Administration Seeks To Stop Medicaid Providers, Recipients From Suing States
The New York Times: Administration Opposes Challenges To Medicaid Cuts
Medicaid recipients and health care providers cannot sue state officials to challenge cuts in Medicaid payments, even if such cuts compromise access to health care for poor people, the Obama administration has told the Supreme Court. ... Federal law says Medicaid rates must be "sufficient to enlist enough providers" so that Medicaid recipients have access to care to the same extent as the general population in an area. In a friend-of-the court brief filed Thursday in the Supreme Court, the Justice Department said that no federal law allowed private individuals to sue states to enforce this standard (Pear, 5/28).
Meanwhile, states are moving to managed care to help meet their tight budgets.

→ **List of tasks**
1. Reproduce the part of the Medicaid article that starts at the words "Administration Seeks To" and ends after the words "their tight budgets.".
2. According to the Medicaid article, in which court did the Justice Department file its friend-of-the-court brief?
These rows have no connection to the Medicaid article.

→ **Saved entries**

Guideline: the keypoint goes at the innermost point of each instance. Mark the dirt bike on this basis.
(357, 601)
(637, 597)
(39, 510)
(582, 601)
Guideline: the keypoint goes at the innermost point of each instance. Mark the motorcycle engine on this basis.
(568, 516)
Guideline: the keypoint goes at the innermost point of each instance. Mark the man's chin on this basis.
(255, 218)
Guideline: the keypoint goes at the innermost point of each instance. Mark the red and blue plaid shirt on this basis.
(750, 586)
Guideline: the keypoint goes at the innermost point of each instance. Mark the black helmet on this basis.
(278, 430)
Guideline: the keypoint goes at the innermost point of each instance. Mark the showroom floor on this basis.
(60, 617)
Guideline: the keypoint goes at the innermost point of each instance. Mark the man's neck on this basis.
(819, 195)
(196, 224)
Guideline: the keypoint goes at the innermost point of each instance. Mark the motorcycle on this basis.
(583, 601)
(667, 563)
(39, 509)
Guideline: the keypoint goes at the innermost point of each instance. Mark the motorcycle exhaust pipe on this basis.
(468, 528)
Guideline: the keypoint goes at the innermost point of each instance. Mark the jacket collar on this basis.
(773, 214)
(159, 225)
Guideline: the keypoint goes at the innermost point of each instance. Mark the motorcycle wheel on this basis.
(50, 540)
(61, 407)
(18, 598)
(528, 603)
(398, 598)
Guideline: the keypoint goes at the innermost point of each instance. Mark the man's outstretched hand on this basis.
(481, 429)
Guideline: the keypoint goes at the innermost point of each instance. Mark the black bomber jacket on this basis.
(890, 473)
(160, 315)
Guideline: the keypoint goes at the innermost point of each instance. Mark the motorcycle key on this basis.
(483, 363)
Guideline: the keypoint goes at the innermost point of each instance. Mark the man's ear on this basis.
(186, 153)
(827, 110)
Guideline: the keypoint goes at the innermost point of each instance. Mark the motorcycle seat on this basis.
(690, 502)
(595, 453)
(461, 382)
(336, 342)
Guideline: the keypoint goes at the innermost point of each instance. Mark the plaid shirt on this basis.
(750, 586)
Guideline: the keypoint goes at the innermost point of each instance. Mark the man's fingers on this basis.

→ **Answers by task**
1.
Administration Seeks To Stop Medicaid Providers, Recipients From Suing States
The New York Times: Administration Opposes Challenges To Medicaid Cuts
Medicaid recipients and health care providers cannot sue state officials to challenge cuts in Medicaid payments, even if such cuts compromise access to health care for poor people, the Obama administration has told the Supreme Court. ... Federal law says Medicaid rates must be "sufficient to enlist enough providers" so that Medicaid recipients have access to care to the same extent as the general population in an area. In a friend-of-the court brief filed Thursday in the Supreme Court, the Justice Department said that no federal law allowed private individuals to sue states to enforce this standard (Pear, 5/28).
Meanwhile, states are moving to managed care to help meet their tight budgets.

2. The Supreme Court.